**ARTICLE:**
+ + + + + + +

# Making a Video Server



## knotabot (Apr 2, 2009)

I am interested in getting my 100+ movies off my shelf and on my box to be served to my big screen tv as needed, with maybe a gui interface for browsing titles.
Occasionally in different rooms.

Suggestions please!

Thanks


----------



## SirDice (Apr 2, 2009)

Buy a streaming client like netgear's EVA8000. You can connect it to a samba server and play everything from there. This is the way I've set it up. The server is a freebsd box with 1.3TB of storage in it.


----------



## knotabot (Apr 3, 2009)

I've checked out the netgear media extender. Expensive. $300+.
Doesn't play .iso
The D-link is 1/2 the price but doesn't play .iso either.

When I make copies of my movies, I use DVD Shrink or DVD Fab.
I want DVD player functionality in my stream to different rooms.
Chapters, special features alternate languages tracks.


----------



## SirDice (Apr 3, 2009)

+ + + + + + +

**DATASET EXCERPTS:**
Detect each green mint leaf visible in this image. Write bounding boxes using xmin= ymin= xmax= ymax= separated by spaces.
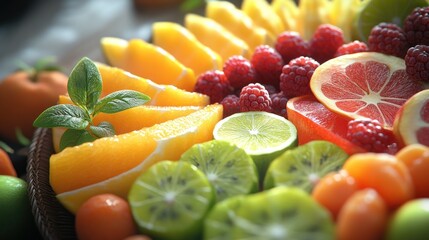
xmin=89 ymin=122 xmax=115 ymax=138
xmin=67 ymin=57 xmax=102 ymax=114
xmin=60 ymin=129 xmax=96 ymax=151
xmin=94 ymin=90 xmax=150 ymax=113
xmin=33 ymin=104 xmax=91 ymax=129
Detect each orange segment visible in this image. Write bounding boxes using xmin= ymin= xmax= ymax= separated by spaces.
xmin=205 ymin=1 xmax=275 ymax=55
xmin=185 ymin=14 xmax=250 ymax=65
xmin=241 ymin=0 xmax=285 ymax=36
xmin=50 ymin=104 xmax=222 ymax=212
xmin=97 ymin=63 xmax=210 ymax=106
xmin=101 ymin=37 xmax=196 ymax=91
xmin=153 ymin=22 xmax=222 ymax=76
xmin=310 ymin=52 xmax=423 ymax=129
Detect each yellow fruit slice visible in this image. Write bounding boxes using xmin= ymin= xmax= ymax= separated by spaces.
xmin=153 ymin=22 xmax=222 ymax=76
xmin=271 ymin=0 xmax=299 ymax=31
xmin=50 ymin=104 xmax=222 ymax=213
xmin=97 ymin=63 xmax=210 ymax=106
xmin=205 ymin=1 xmax=275 ymax=55
xmin=241 ymin=0 xmax=285 ymax=37
xmin=101 ymin=37 xmax=196 ymax=91
xmin=185 ymin=14 xmax=250 ymax=65
xmin=297 ymin=0 xmax=331 ymax=40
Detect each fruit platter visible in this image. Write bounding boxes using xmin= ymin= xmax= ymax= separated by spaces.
xmin=0 ymin=0 xmax=429 ymax=240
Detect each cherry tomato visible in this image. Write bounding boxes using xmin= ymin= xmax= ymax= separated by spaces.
xmin=336 ymin=189 xmax=389 ymax=240
xmin=0 ymin=65 xmax=68 ymax=143
xmin=343 ymin=153 xmax=414 ymax=209
xmin=75 ymin=194 xmax=138 ymax=240
xmin=396 ymin=144 xmax=429 ymax=198
xmin=312 ymin=170 xmax=358 ymax=219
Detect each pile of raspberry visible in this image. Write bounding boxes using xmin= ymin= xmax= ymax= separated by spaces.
xmin=368 ymin=6 xmax=429 ymax=82
xmin=195 ymin=24 xmax=368 ymax=118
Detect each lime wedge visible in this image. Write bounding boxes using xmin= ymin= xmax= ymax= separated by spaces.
xmin=213 ymin=111 xmax=298 ymax=184
xmin=353 ymin=0 xmax=428 ymax=41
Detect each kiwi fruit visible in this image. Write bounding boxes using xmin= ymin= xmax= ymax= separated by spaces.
xmin=264 ymin=140 xmax=348 ymax=193
xmin=179 ymin=140 xmax=259 ymax=202
xmin=128 ymin=160 xmax=214 ymax=239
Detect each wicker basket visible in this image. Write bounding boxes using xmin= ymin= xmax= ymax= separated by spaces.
xmin=27 ymin=128 xmax=76 ymax=239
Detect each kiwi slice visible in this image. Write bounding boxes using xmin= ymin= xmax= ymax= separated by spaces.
xmin=264 ymin=140 xmax=348 ymax=192
xmin=204 ymin=186 xmax=335 ymax=240
xmin=179 ymin=140 xmax=258 ymax=202
xmin=204 ymin=195 xmax=247 ymax=240
xmin=128 ymin=161 xmax=214 ymax=239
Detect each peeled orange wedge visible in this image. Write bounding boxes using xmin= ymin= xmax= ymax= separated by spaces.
xmin=50 ymin=104 xmax=222 ymax=213
xmin=153 ymin=22 xmax=222 ymax=76
xmin=205 ymin=1 xmax=275 ymax=55
xmin=101 ymin=37 xmax=196 ymax=91
xmin=185 ymin=13 xmax=250 ymax=62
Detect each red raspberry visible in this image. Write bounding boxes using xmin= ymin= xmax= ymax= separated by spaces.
xmin=221 ymin=94 xmax=240 ymax=118
xmin=223 ymin=56 xmax=256 ymax=89
xmin=274 ymin=31 xmax=310 ymax=63
xmin=280 ymin=57 xmax=320 ymax=98
xmin=239 ymin=83 xmax=272 ymax=112
xmin=346 ymin=119 xmax=399 ymax=154
xmin=270 ymin=91 xmax=289 ymax=118
xmin=195 ymin=70 xmax=232 ymax=103
xmin=334 ymin=40 xmax=368 ymax=57
xmin=368 ymin=22 xmax=408 ymax=58
xmin=250 ymin=45 xmax=284 ymax=86
xmin=310 ymin=24 xmax=344 ymax=63
xmin=405 ymin=45 xmax=429 ymax=82
xmin=404 ymin=6 xmax=429 ymax=46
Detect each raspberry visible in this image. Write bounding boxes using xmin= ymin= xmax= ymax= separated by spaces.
xmin=368 ymin=22 xmax=408 ymax=58
xmin=346 ymin=119 xmax=398 ymax=154
xmin=334 ymin=40 xmax=368 ymax=57
xmin=310 ymin=24 xmax=344 ymax=63
xmin=239 ymin=83 xmax=272 ymax=112
xmin=404 ymin=6 xmax=429 ymax=46
xmin=221 ymin=94 xmax=240 ymax=118
xmin=405 ymin=45 xmax=429 ymax=82
xmin=270 ymin=91 xmax=289 ymax=118
xmin=280 ymin=57 xmax=320 ymax=98
xmin=250 ymin=45 xmax=284 ymax=86
xmin=274 ymin=31 xmax=310 ymax=63
xmin=223 ymin=56 xmax=256 ymax=89
xmin=195 ymin=70 xmax=232 ymax=103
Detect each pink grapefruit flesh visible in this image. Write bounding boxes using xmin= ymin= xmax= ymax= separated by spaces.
xmin=286 ymin=95 xmax=365 ymax=154
xmin=310 ymin=52 xmax=423 ymax=129
xmin=393 ymin=89 xmax=429 ymax=146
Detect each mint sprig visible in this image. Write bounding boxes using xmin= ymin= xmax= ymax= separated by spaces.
xmin=33 ymin=57 xmax=150 ymax=150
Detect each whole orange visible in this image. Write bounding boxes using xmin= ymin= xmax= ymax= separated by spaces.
xmin=0 ymin=67 xmax=68 ymax=143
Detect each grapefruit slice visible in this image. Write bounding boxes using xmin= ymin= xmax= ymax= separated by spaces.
xmin=310 ymin=52 xmax=423 ymax=130
xmin=286 ymin=95 xmax=365 ymax=155
xmin=393 ymin=89 xmax=429 ymax=146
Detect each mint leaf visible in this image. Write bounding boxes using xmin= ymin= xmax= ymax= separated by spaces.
xmin=67 ymin=57 xmax=102 ymax=114
xmin=94 ymin=90 xmax=150 ymax=114
xmin=60 ymin=129 xmax=96 ymax=151
xmin=33 ymin=104 xmax=91 ymax=129
xmin=89 ymin=122 xmax=115 ymax=138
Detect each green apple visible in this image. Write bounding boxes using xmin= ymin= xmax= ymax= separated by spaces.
xmin=387 ymin=198 xmax=429 ymax=240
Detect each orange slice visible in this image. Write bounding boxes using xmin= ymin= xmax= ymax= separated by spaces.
xmin=101 ymin=37 xmax=196 ymax=91
xmin=241 ymin=0 xmax=285 ymax=36
xmin=185 ymin=14 xmax=250 ymax=65
xmin=50 ymin=104 xmax=222 ymax=213
xmin=97 ymin=63 xmax=210 ymax=106
xmin=310 ymin=52 xmax=423 ymax=129
xmin=393 ymin=89 xmax=429 ymax=146
xmin=205 ymin=1 xmax=275 ymax=55
xmin=153 ymin=22 xmax=222 ymax=76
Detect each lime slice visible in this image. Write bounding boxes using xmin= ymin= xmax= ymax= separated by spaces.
xmin=353 ymin=0 xmax=428 ymax=41
xmin=213 ymin=111 xmax=298 ymax=184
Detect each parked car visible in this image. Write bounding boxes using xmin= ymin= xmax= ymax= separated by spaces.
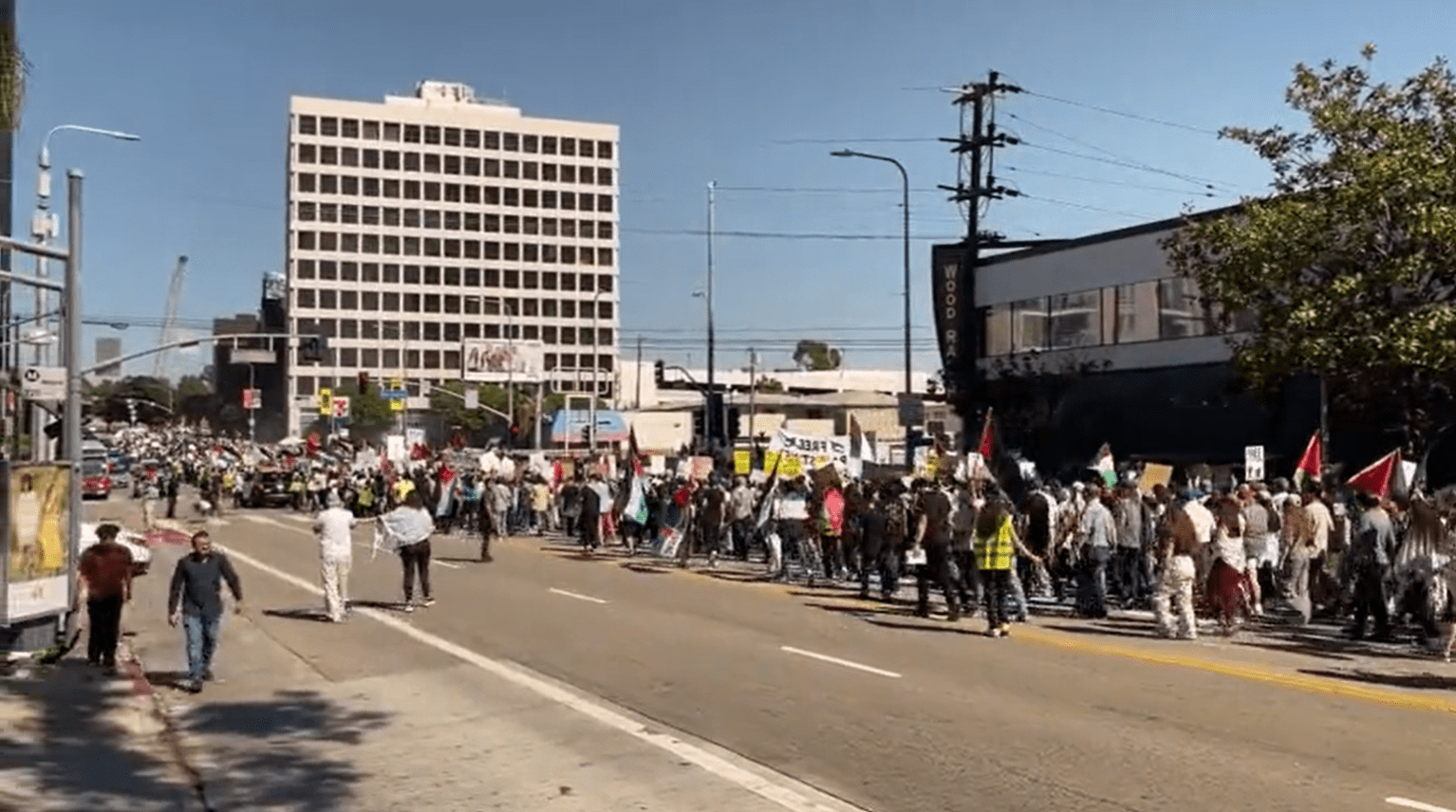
xmin=248 ymin=469 xmax=292 ymax=508
xmin=80 ymin=521 xmax=152 ymax=576
xmin=111 ymin=454 xmax=131 ymax=490
xmin=82 ymin=457 xmax=111 ymax=499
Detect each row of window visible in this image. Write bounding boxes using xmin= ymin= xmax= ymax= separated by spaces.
xmin=294 ymin=172 xmax=616 ymax=212
xmin=295 ymin=115 xmax=614 ymax=160
xmin=294 ymin=201 xmax=616 ymax=240
xmin=294 ymin=259 xmax=616 ymax=292
xmin=298 ymin=319 xmax=616 ymax=346
xmin=982 ymin=278 xmax=1252 ymax=357
xmin=294 ymin=288 xmax=614 ymax=320
xmin=294 ymin=231 xmax=616 ymax=267
xmin=294 ymin=172 xmax=616 ymax=212
xmin=297 ymin=356 xmax=616 ymax=397
xmin=294 ymin=144 xmax=614 ymax=186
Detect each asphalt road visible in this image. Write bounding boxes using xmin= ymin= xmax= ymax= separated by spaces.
xmin=150 ymin=512 xmax=1456 ymax=812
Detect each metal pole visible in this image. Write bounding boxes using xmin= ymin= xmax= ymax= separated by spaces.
xmin=532 ymin=383 xmax=546 ymax=450
xmin=248 ymin=364 xmax=258 ymax=442
xmin=587 ymin=289 xmax=602 ymax=454
xmin=501 ymin=302 xmax=515 ymax=433
xmin=61 ymin=169 xmax=82 ymax=602
xmin=633 ymin=336 xmax=642 ymax=412
xmin=703 ymin=180 xmax=718 ymax=448
xmin=892 ymin=160 xmax=914 ymax=467
xmin=748 ymin=346 xmax=758 ymax=452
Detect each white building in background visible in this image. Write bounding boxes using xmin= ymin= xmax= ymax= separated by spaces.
xmin=287 ymin=82 xmax=619 ymax=433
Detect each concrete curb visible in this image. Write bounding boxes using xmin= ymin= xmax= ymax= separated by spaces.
xmin=117 ymin=638 xmax=217 ymax=812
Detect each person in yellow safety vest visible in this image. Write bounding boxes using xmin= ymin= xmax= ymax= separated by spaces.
xmin=393 ymin=476 xmax=415 ymax=505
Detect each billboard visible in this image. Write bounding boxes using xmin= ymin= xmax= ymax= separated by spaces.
xmin=0 ymin=463 xmax=71 ymax=623
xmin=460 ymin=339 xmax=545 ymax=382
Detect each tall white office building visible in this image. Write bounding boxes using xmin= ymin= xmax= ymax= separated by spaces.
xmin=287 ymin=82 xmax=619 ymax=434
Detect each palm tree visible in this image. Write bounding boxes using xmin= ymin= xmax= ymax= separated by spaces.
xmin=0 ymin=6 xmax=30 ymax=133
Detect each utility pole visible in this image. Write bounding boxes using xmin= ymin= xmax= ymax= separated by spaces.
xmin=703 ymin=180 xmax=719 ymax=448
xmin=941 ymin=70 xmax=1022 ymax=442
xmin=748 ymin=346 xmax=758 ymax=452
xmin=636 ymin=336 xmax=642 ymax=412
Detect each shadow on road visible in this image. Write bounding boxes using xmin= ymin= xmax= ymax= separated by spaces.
xmin=0 ymin=659 xmax=189 ymax=810
xmin=180 ymin=692 xmax=389 ymax=812
xmin=1298 ymin=668 xmax=1456 ymax=692
xmin=264 ymin=608 xmax=330 ymax=623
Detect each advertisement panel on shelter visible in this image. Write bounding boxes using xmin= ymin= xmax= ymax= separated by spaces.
xmin=460 ymin=339 xmax=545 ymax=382
xmin=0 ymin=463 xmax=71 ymax=623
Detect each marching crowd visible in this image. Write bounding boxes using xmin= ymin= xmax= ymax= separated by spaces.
xmin=93 ymin=428 xmax=1456 ymax=680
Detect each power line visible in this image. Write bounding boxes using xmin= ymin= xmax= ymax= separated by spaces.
xmin=1023 ymin=90 xmax=1219 ymax=136
xmin=1017 ymin=194 xmax=1158 ymax=220
xmin=1020 ymin=141 xmax=1222 ymax=189
xmin=620 ymin=229 xmax=948 ymax=242
xmin=1006 ymin=114 xmax=1219 ymax=189
xmin=1006 ymin=166 xmax=1219 ymax=198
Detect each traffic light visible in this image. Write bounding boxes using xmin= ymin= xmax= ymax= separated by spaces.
xmin=298 ymin=336 xmax=329 ymax=364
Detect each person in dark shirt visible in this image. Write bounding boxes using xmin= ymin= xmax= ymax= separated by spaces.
xmin=167 ymin=531 xmax=243 ymax=694
xmin=79 ymin=524 xmax=133 ymax=674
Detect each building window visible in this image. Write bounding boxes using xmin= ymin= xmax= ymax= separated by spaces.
xmin=981 ymin=304 xmax=1012 ymax=358
xmin=1011 ymin=297 xmax=1048 ymax=352
xmin=1110 ymin=283 xmax=1159 ymax=343
xmin=1048 ymin=289 xmax=1102 ymax=349
xmin=1158 ymin=278 xmax=1213 ymax=339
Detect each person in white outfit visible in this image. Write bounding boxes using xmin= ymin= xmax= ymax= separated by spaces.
xmin=313 ymin=492 xmax=358 ymax=623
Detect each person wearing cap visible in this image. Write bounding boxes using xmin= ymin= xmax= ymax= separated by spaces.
xmin=1350 ymin=493 xmax=1396 ymax=640
xmin=1077 ymin=485 xmax=1117 ymax=617
xmin=313 ymin=490 xmax=358 ymax=623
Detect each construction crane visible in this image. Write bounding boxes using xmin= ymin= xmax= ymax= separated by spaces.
xmin=152 ymin=256 xmax=186 ymax=378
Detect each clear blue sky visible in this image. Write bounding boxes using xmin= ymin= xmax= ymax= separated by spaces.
xmin=14 ymin=0 xmax=1456 ymax=371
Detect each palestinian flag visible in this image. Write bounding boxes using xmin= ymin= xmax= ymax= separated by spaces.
xmin=976 ymin=409 xmax=996 ymax=466
xmin=1345 ymin=452 xmax=1401 ymax=499
xmin=1088 ymin=442 xmax=1117 ymax=488
xmin=1295 ymin=431 xmax=1325 ymax=493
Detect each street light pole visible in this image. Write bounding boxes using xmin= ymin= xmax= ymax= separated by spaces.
xmin=30 ymin=123 xmax=141 ymax=461
xmin=830 ymin=150 xmax=914 ymax=467
xmin=703 ymin=180 xmax=719 ymax=448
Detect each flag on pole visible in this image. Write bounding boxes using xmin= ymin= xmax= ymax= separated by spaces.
xmin=977 ymin=409 xmax=996 ymax=466
xmin=1295 ymin=431 xmax=1325 ymax=492
xmin=1089 ymin=442 xmax=1117 ymax=488
xmin=1345 ymin=452 xmax=1401 ymax=499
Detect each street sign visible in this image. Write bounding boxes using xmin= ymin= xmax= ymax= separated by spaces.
xmin=900 ymin=395 xmax=924 ymax=426
xmin=20 ymin=367 xmax=65 ymax=400
xmin=1243 ymin=445 xmax=1264 ymax=482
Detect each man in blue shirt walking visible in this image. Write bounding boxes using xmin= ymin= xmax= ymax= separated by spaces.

+ + + + + + +

**GOAL OF THE EXERCISE:** Rewrite the passage of the video server thread starting with "## SirDice (Apr 2, 2009)" and going on through "storage in it.", changing "samba" to "NFS".

**TASK RESPONSE:**
## SirDice (Apr 2, 2009)

Buy a streaming client like netgear's EVA8000. You can connect it to a NFS server and play everything from there. This is the way I've set it up. The server is a freebsd box with 1.3TB of storage in it.